** Problem to solve **
Rewrite every line of the records below, including the requests and the module description, with each bounding box coordinate in the answers multiplied by 1.4 and rounded to a whole number, halves rounded up. Leave the pictures out.

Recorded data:
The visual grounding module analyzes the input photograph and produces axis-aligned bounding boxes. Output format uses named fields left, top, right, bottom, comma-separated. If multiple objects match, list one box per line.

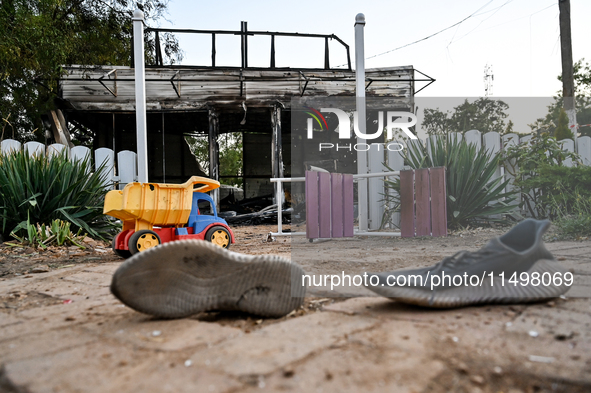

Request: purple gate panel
left=400, top=170, right=415, bottom=237
left=306, top=171, right=320, bottom=239
left=430, top=167, right=447, bottom=236
left=330, top=173, right=344, bottom=237
left=415, top=168, right=431, bottom=236
left=343, top=174, right=354, bottom=237
left=318, top=172, right=331, bottom=239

** Solution for this task **
The visual grounding module analyzes the input photograph and produces axis-aligned bounding boxes. Output format uses named fields left, top, right, bottom, comma-separated. If multiple objects match, list one box per line.


Request: purple gate panel
left=560, top=238, right=581, bottom=332
left=428, top=239, right=448, bottom=335
left=602, top=234, right=626, bottom=330
left=462, top=242, right=482, bottom=332
left=581, top=235, right=603, bottom=330
left=480, top=244, right=496, bottom=332
left=445, top=241, right=463, bottom=335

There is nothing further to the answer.